# What to work on
Rewrite all of the material below, requests included, with every x and y coordinate in the answers shifted up by 130. Leave the pictures out.

***

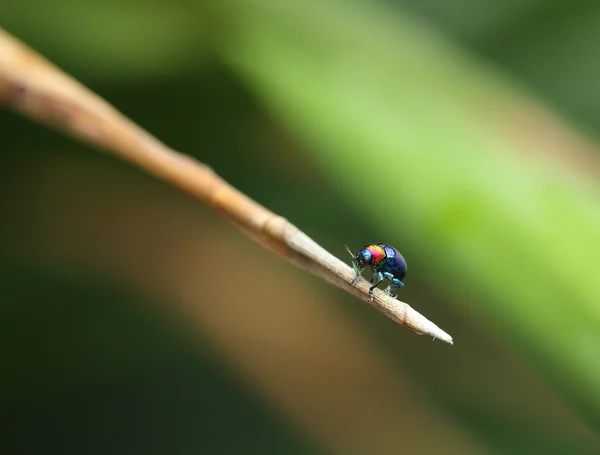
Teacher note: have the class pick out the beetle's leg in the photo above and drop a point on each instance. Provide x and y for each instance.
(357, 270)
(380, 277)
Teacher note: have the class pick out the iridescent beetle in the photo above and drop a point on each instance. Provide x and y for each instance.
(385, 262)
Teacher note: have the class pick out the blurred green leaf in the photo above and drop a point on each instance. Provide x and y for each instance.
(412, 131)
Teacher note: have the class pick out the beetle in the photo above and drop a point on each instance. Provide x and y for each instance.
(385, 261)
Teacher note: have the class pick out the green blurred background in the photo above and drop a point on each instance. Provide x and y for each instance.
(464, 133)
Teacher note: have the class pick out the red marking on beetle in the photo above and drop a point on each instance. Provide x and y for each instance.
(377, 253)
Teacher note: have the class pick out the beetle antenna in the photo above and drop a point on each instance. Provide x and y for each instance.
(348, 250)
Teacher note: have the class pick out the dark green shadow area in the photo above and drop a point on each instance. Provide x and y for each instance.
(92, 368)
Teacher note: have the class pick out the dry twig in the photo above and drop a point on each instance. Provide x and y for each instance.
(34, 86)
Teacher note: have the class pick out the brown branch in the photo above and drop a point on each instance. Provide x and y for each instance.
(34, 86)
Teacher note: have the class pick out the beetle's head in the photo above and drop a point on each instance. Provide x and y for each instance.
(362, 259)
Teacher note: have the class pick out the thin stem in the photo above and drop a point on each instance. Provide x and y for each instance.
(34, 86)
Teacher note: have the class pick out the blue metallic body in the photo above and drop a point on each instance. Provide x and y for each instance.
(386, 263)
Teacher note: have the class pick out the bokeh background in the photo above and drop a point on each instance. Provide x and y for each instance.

***

# Answer to the problem
Teacher note: have the class pick out the beetle's leg in the photo above and drop a point on each instance. Provide x and y for each instance.
(487, 400)
(510, 407)
Teacher note: have the class pick out the iridescent beetle in the photo above and drop a point on each instance. Provide x and y for each instance.
(515, 392)
Teacher note: have the class pick out the blurred green leaf in the photo above and drop a point on each instance. Provide x and y for each instance.
(542, 261)
Teacher note: have the class pick out the beetle in the photo above and drop a point on each instance. Provide x and y for each instance.
(515, 391)
Teacher note: have the class pick out the green blurred background in the photo above and drop a point on each instance. Provide x and y for each instance.
(594, 263)
Teacher note: have the class pick out the red marking on beetle in the photo above and drop a point on each instance. Provide x and y for each instance.
(507, 383)
Teacher note: have the class pick out the beetle antenna in the photo above and drop a point on each instance. Provide x and y for each instance.
(478, 380)
Teacher note: have the class pick out the dark green shadow area in the photo above and drop a point on each instance. Provide x and y for each instance.
(222, 498)
Teacher note: have the class pick out the dry twig in the photo above and drop a point on each instance. Provide x and y for each instance.
(164, 216)
Teacher note: have the class pick out the brown branch in the photo above and drop a point on each instance. Provide x and y for each instance.
(164, 216)
Teacher note: have the class pick out the beetle's head in the photo above and drop a point on each instance. Provide x and y for each instance.
(492, 389)
Teacher note: have the class pick out the thin stem in the photo above and drop a point on each instance. Provide x and y for each instance.
(164, 216)
Teacher note: have the class pick out the blue metallic body in the photo above and drop a point on each instance. Provide x and y for each instance.
(516, 393)
Teacher note: have the class pick out the bokeh background in the photo above and drop a point on each instance. Provide x and y for each instance.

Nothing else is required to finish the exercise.